» Problèmes à résoudre
- A) Reformulez sous forme de liste, plus brièvement, le paragraphe de l'hommage à Françoise Poirier qui commence par « Françoise démarre sa carrière », en conservant ses faits principaux.
- B) Répondez brièvement aux questions suivantes, qui portent sur l'hommage à Françoise Poirier :
(i) À quelle date Françoise Poirier est-elle décédée ?
(ii) En quelle année a-t-elle soutenu sa thèse ?
(iii) Dans quelle revue la lettre officialisant l'appellation « Galectines » a-t-elle été publiée ?
- C) Poursuivez l'hommage à Françoise Poirier à partir de sa dernière phrase.

Hommage à Françoise Poirier

Hommages

C’est avec une profonde tristesse que nous avons appris le décès de notre collègue Françoise Poirier, survenu le 3 mars 2018, des suites d’une longue maladie.

Françoise démarre sa carrière dans le laboratoire du Docteur Georges Calothy à l'Institut Curie sur le campus d'Orsay. Elle y étudie les propriétés mitogènes du virus du sarcome de Rous (RSV) dans les cellules de neurorétine d'embryons de poulet. Elle montre en particulier que le pouvoir mitogène du RSV peut être dissocié de son pouvoir transformant et décrit une première analyse des relations entre la structure et les fonctions du gène src. Après sa thèse soutenue en 1984, elle rejoint le laboratoire de Peter Rigby au National Institute for Medical Research à Mill Hill en Angleterre où elle élabore un projet ambitieux visant à isoler des gènes spécifiquement exprimés dans les cellules souches embryonnaires. Ce travail lui permet d'identifier, en particulier, les gènes codant pour H19 et la lectine à affinité pour le lactose L-14 (plus tard appelée Galectine-1), sur lesquels porteront l'essentiel de ses futurs travaux. En 1989, Françoise part à New York pour rejoindre l’équipe qu'Elizabeth Robertson vient juste de monter à Columbia University. Son projet est d’y poursuivre l’étude des gènes qu’elle a identifiés à Mill Hill. Elle y réalise l’inactivation de la L-14 par recombinaison homologue mais l’absence apparente de phénotype est d’abord une déception. Au début des années 90, Françoise se rapproche de la communauté de glycobiologistes des équipes de Sam Barondes, Hakon Leffler et Doug Cooper à San Francisco. Ils décident ensemble de revoir la nomenclature des lectines à affinité pour le lactose et de les baptiser « Galectines », une appellation officialisée par une lettre publiée dans Cell en 1994.

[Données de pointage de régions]

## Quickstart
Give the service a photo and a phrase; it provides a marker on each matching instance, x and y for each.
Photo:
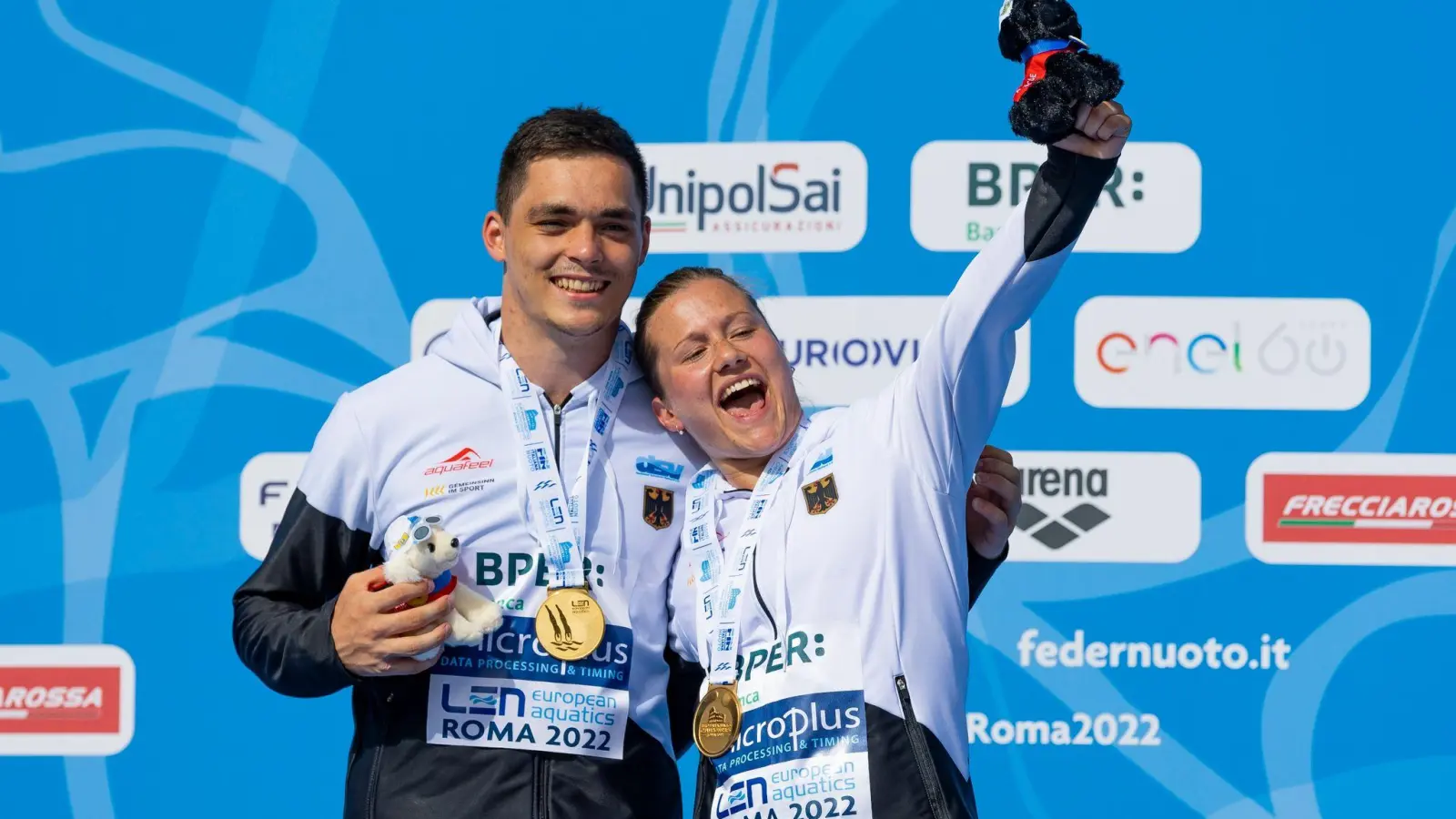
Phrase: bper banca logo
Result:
(1107, 508)
(963, 193)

» Vos réponses
- A)
- Début de carrière au laboratoire du Docteur Georges Calothy (Institut Curie, campus d'Orsay) : étude des propriétés mitogènes du virus du sarcome de Rous (RSV) dans les cellules de neurorétine d'embryons de poulet. Elle montre que le pouvoir mitogène du RSV peut être dissocié de son pouvoir transformant et analyse les relations entre la structure et les fonctions du gène src.
- Après sa thèse, soutenue en 1984 : laboratoire de Peter Rigby au National Institute for Medical Research, à Mill Hill (Angleterre). Elle y recherche des gènes spécifiquement exprimés dans les cellules souches embryonnaires et identifie notamment les gènes codant pour H19 et la lectine L-14, plus tard appelée Galectine-1.
- 1989 : elle rejoint l'équipe d'Elizabeth Robertson à Columbia University, à New York. Elle y inactive la L-14 par recombinaison homologue, mais l'absence apparente de phénotype est d'abord une déception.
- Début des années 90 : elle se rapproche des glycobiologistes des équipes de Sam Barondes, Hakon Leffler et Doug Cooper, à San Francisco. Ensemble, ils rebaptisent « Galectines » les lectines à affinité pour le lactose, appellation officialisée par une lettre publiée dans Cell en 1994.

- B)
(i) Le 3 mars 2018.
(ii) En 1984.
(iii) Dans Cell.

- C)
A son retour en France en 1992, Françoise rejoint l’Institut Cochin où elle monte une équipe dans l’unité dirigée par Jacques Jami. L’équipe de Françoise caractérise l’expression des Galectines au cours du développement embryonnaire chez la souris, et démontre que chaque tissu exprime au moins une Galectine. L’équipe produit aussi des lignées mutantes pour d'autres Galectines qui vont, avec la lignée mutante initiale, constituer des outils précieux pour la communauté scientifique internationale, dans des champs de recherche allant de la biologie du développement à l’immunologie ou la cancérologie. En 2001, Françoise rejoint l’Institut Jacques Monod. Ses travaux ainsi que ceux de ses collaborateurs vont faire peu à peu émerger une image des Galectines agissant en régulateurs subtils de divers processus extracellulaires, nucléaires ou intracellulaires. Les lignées mutantes des Galectines que Françoise a générées sont toujours activement utilisées en recherche. Elle a modifié notre façon d’envisager le phénotypage des mutants de souris. Son rôle fondateur et fédérateur, qui a contribué à un accroissement exponentiel des connaissances du mode d’action de ces lectines, lui vaut une reconnaissance internationale.

Françoise laisse à tous ceux qui ont eu la chance de la rencontrer le souvenir d’une gentillesse et d’une générosité sans limite. A la fois enthousiaste et discrète, attentionnée et réservée, elle aura été pour beaucoup un mentor inoubliable, une collègue et une amie irremplaçable, une scientifique obstinée, passionnée.